WHAT YOU HAVE TO DO »
Rewrite each entry in the data so that "corrected" is replaced by "adjusted", leaving every other part unchanged.

* begin ENTRIES PROVIDED *

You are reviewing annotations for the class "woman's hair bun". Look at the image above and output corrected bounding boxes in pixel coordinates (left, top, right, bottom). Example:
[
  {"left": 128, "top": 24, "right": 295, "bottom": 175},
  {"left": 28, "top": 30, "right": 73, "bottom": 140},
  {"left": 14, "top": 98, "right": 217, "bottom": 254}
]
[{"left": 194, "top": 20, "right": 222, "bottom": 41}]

* end ENTRIES PROVIDED *

IN RESPONSE »
You are reviewing annotations for the class "woman's hair bun". Look at the image above and output adjusted bounding boxes in pixel coordinates (left, top, right, bottom). Example:
[
  {"left": 128, "top": 24, "right": 295, "bottom": 175},
  {"left": 28, "top": 30, "right": 73, "bottom": 140},
  {"left": 14, "top": 98, "right": 217, "bottom": 254}
]
[{"left": 194, "top": 20, "right": 222, "bottom": 41}]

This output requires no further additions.